EXERCISE GOAL
For the listing below, count the lines that contain "teal" and report only the number.

RECORDS FOR PROCESSING
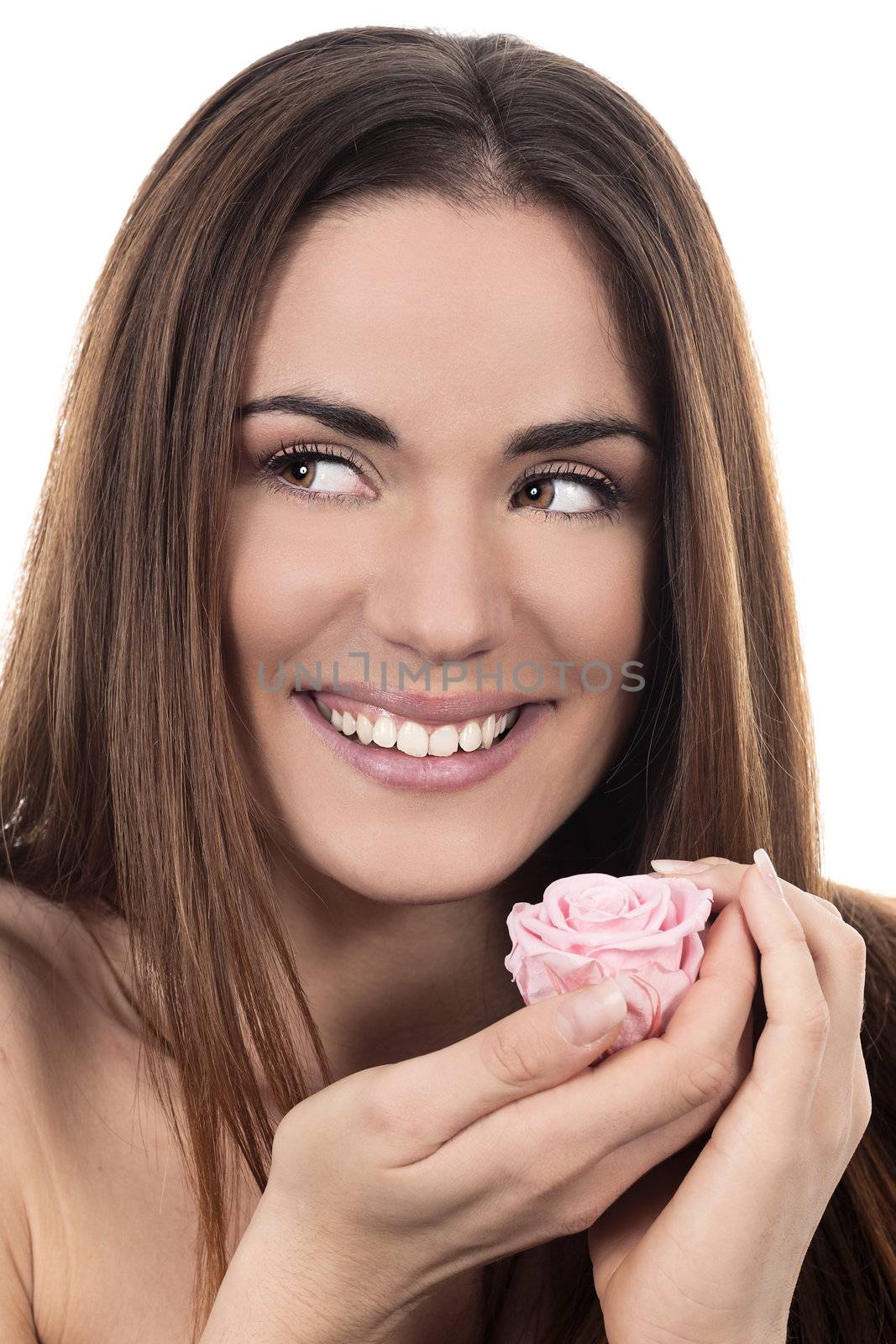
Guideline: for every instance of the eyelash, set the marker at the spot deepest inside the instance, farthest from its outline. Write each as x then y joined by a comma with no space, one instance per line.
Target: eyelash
614,492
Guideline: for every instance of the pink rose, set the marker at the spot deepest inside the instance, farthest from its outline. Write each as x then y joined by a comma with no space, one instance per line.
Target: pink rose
644,931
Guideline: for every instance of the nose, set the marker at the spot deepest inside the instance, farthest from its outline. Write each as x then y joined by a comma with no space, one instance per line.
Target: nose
443,591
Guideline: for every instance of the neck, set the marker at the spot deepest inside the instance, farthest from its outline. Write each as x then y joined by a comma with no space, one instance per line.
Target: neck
387,981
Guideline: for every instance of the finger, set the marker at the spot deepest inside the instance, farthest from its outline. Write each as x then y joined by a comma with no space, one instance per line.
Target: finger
637,1090
416,1106
725,878
792,1046
839,953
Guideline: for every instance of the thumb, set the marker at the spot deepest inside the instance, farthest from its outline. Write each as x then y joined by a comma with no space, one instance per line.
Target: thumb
528,1052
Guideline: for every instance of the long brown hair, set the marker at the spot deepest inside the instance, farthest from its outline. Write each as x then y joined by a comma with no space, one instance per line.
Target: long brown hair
134,806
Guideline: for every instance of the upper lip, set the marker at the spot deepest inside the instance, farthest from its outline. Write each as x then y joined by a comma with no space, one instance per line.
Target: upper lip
436,709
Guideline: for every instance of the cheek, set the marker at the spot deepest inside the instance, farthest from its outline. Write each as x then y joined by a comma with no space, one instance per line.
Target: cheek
600,613
281,588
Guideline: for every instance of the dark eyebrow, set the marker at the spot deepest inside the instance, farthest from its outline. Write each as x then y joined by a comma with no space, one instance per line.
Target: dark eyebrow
535,440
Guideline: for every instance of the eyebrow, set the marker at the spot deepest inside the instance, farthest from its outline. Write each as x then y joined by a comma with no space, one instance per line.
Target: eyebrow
533,440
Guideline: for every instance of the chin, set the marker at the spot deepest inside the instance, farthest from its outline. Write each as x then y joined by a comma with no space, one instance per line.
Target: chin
403,874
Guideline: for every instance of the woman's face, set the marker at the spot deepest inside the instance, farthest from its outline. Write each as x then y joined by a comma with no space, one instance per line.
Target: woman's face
421,539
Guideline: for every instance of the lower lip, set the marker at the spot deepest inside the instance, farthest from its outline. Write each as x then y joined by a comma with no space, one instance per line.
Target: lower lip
432,774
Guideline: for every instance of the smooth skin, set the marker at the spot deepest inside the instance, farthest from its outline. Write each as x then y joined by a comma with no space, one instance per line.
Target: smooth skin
711,1250
508,1139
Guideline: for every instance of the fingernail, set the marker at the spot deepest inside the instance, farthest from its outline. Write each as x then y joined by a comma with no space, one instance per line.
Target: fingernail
768,871
590,1014
679,866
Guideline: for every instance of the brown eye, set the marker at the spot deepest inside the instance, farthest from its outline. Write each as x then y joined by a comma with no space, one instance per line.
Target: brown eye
573,495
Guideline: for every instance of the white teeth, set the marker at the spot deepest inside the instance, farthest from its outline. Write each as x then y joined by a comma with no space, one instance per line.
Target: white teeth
470,737
412,738
364,730
385,732
443,741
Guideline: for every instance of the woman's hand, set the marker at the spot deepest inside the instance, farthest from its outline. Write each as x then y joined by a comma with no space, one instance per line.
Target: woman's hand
396,1179
708,1250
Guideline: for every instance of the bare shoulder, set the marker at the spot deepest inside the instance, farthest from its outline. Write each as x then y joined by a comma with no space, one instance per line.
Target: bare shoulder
27,1050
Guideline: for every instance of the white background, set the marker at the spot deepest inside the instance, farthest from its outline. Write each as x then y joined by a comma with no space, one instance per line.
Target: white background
783,118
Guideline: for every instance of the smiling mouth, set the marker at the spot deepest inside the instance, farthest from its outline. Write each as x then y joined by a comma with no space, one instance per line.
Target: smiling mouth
412,738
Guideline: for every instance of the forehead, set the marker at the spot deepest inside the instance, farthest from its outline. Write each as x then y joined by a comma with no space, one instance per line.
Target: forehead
418,306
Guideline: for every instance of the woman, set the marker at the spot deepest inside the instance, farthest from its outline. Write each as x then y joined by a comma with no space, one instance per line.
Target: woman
434,286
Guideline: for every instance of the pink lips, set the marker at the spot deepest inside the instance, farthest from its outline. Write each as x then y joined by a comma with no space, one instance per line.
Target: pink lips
432,774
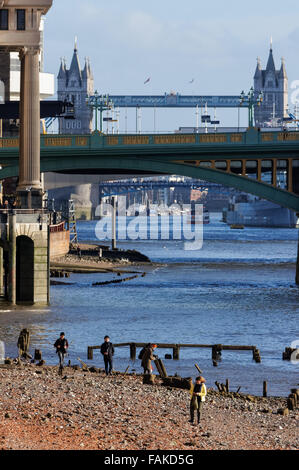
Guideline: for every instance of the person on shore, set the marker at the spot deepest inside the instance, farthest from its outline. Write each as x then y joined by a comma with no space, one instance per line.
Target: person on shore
61,345
198,394
107,350
147,358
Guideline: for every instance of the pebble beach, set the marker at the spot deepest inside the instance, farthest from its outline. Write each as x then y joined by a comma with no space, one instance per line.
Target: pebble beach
83,410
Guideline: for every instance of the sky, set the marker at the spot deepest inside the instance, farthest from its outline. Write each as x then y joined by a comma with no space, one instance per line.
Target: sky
215,43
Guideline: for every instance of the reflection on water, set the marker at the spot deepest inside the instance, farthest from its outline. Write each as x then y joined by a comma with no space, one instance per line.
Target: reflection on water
239,289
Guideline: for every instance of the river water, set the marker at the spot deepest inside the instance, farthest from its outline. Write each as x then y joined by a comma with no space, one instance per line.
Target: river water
238,289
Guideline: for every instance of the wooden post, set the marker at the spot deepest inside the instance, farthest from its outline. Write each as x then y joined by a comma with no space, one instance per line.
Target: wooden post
158,365
176,353
163,369
133,351
90,353
37,355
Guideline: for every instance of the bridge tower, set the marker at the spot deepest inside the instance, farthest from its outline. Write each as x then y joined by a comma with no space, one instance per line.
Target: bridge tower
75,84
274,85
24,231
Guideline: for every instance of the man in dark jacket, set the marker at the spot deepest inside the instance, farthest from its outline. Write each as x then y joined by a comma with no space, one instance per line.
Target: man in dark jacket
107,350
61,345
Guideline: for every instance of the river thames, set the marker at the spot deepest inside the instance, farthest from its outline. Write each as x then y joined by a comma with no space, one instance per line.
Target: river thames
238,289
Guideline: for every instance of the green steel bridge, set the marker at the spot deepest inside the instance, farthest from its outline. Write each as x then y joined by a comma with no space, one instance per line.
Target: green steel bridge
262,163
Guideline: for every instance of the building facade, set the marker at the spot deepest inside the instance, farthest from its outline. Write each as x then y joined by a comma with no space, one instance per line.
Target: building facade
274,86
75,85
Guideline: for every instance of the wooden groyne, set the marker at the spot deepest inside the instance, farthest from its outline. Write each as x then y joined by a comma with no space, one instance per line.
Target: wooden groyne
176,348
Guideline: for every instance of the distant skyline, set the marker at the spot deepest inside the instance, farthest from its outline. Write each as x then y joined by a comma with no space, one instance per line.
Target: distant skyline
197,48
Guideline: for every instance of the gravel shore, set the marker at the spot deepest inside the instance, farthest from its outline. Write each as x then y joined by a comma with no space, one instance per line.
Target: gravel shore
40,410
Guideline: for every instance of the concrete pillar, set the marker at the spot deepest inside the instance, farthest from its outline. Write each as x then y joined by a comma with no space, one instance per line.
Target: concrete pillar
114,202
297,264
12,285
1,271
29,187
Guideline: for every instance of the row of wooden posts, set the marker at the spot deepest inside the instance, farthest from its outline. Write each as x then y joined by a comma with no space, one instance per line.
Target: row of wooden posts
216,350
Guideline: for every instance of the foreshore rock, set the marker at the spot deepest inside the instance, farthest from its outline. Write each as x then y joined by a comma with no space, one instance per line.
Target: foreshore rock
87,410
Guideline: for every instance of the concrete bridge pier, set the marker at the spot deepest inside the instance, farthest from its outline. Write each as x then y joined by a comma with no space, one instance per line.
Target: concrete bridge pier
24,244
30,188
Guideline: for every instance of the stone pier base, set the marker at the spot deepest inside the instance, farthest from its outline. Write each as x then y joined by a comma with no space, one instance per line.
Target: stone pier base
25,239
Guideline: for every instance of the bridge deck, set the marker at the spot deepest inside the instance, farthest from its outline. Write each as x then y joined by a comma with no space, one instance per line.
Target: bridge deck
262,163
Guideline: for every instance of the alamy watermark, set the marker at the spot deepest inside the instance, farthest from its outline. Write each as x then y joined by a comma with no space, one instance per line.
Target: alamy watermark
152,222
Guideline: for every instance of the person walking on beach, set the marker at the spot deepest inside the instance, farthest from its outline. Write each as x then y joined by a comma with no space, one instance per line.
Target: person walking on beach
107,350
61,345
198,393
147,358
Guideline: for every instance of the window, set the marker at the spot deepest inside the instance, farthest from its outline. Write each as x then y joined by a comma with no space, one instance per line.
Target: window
3,19
21,20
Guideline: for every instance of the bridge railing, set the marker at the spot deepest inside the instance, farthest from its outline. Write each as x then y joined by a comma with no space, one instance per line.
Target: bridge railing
97,140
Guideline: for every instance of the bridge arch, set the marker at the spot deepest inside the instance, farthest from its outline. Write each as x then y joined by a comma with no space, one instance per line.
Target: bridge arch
93,164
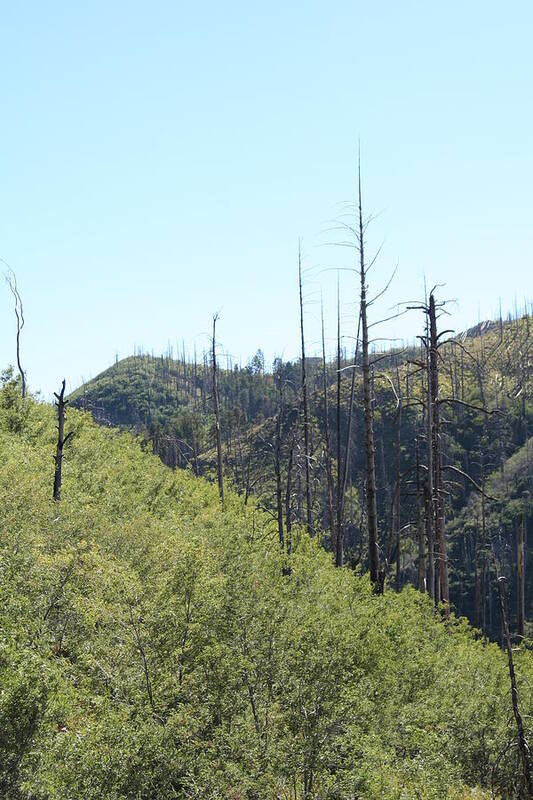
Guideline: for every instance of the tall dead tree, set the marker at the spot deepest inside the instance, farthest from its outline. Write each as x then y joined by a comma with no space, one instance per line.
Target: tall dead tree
61,405
309,508
220,473
277,457
339,539
11,280
327,454
436,446
523,746
420,526
520,576
370,453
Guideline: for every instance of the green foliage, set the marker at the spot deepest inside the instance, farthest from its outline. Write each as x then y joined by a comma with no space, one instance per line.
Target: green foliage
154,647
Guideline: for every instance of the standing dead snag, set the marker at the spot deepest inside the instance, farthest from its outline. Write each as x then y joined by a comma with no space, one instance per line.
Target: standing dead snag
371,492
220,473
307,456
520,576
277,456
11,279
327,454
523,745
61,404
436,444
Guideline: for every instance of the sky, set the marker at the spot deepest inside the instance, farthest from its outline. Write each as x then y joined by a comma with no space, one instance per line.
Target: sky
160,161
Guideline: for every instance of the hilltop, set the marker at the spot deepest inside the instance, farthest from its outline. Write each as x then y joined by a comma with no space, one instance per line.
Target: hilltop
485,379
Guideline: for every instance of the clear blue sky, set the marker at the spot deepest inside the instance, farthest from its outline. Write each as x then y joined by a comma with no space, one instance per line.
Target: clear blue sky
159,161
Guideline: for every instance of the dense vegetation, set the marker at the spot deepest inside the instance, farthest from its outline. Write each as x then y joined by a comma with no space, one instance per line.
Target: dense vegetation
487,414
153,646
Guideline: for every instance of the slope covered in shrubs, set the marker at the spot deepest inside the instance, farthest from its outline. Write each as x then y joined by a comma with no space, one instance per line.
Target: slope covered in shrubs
152,646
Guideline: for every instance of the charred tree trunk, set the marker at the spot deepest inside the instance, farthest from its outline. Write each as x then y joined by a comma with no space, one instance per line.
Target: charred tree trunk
420,513
520,577
220,473
339,551
309,510
370,453
277,464
436,444
61,405
329,475
19,314
523,745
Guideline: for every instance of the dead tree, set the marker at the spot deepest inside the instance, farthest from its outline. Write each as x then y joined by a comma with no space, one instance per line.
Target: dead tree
436,446
11,279
61,405
277,458
523,745
307,456
520,577
329,476
420,520
339,538
370,453
220,473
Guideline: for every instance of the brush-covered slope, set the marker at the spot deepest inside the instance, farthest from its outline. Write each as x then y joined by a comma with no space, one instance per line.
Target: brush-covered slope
153,646
487,416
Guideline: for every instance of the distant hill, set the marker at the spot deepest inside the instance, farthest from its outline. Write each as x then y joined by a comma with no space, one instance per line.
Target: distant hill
488,367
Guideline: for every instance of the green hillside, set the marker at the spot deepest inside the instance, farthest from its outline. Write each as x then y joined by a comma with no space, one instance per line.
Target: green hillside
155,647
487,410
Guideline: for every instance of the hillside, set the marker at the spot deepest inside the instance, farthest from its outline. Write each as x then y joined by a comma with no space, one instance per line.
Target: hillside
155,647
487,412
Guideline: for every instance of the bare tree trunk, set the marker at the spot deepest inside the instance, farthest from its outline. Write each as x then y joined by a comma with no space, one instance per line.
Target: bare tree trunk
397,490
420,510
11,279
309,508
329,476
277,463
520,576
350,420
371,494
436,443
220,473
288,496
339,551
61,440
523,745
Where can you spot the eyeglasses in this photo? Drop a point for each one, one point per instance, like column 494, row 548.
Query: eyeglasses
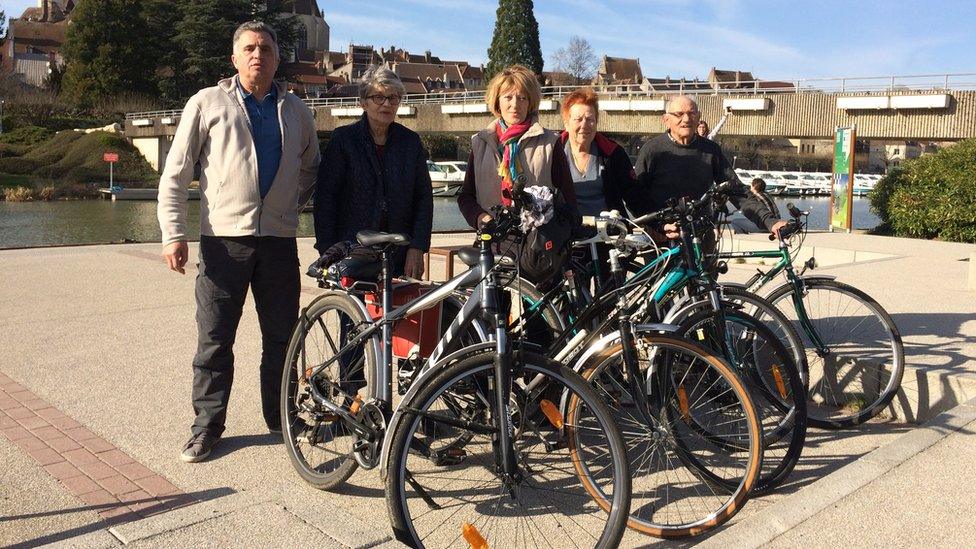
column 380, row 99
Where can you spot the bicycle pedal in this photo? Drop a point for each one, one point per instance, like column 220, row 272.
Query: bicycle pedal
column 446, row 458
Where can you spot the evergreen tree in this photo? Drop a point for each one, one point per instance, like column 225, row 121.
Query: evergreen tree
column 516, row 38
column 105, row 51
column 162, row 17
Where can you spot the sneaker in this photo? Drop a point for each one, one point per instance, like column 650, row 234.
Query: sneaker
column 198, row 447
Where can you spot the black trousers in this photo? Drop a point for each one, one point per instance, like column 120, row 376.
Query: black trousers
column 228, row 267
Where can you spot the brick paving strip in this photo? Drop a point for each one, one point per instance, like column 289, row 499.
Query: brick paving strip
column 107, row 479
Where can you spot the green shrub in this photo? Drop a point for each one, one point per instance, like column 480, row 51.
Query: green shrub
column 935, row 196
column 17, row 165
column 26, row 135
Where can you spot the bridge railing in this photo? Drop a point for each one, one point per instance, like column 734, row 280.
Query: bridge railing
column 648, row 89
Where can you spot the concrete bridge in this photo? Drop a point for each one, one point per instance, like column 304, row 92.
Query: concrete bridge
column 922, row 108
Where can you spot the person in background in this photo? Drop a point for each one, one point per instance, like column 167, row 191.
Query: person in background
column 258, row 153
column 702, row 129
column 679, row 163
column 374, row 177
column 758, row 188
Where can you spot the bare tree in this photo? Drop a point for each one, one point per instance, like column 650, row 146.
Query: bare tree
column 577, row 59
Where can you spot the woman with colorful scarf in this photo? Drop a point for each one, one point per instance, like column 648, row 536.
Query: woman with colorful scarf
column 513, row 149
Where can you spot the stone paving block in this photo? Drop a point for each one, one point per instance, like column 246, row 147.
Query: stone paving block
column 79, row 434
column 62, row 470
column 48, row 432
column 16, row 433
column 63, row 444
column 156, row 485
column 115, row 457
column 97, row 445
column 45, row 456
column 19, row 413
column 80, row 485
column 64, row 423
column 98, row 497
column 80, row 456
column 33, row 422
column 50, row 413
column 135, row 471
column 98, row 470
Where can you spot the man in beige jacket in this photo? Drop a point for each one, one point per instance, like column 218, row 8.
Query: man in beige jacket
column 258, row 154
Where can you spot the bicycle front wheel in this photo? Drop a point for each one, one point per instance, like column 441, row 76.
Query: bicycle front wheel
column 319, row 443
column 854, row 351
column 696, row 452
column 447, row 500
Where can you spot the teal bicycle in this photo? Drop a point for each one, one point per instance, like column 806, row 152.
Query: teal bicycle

EXERCISE RESULT
2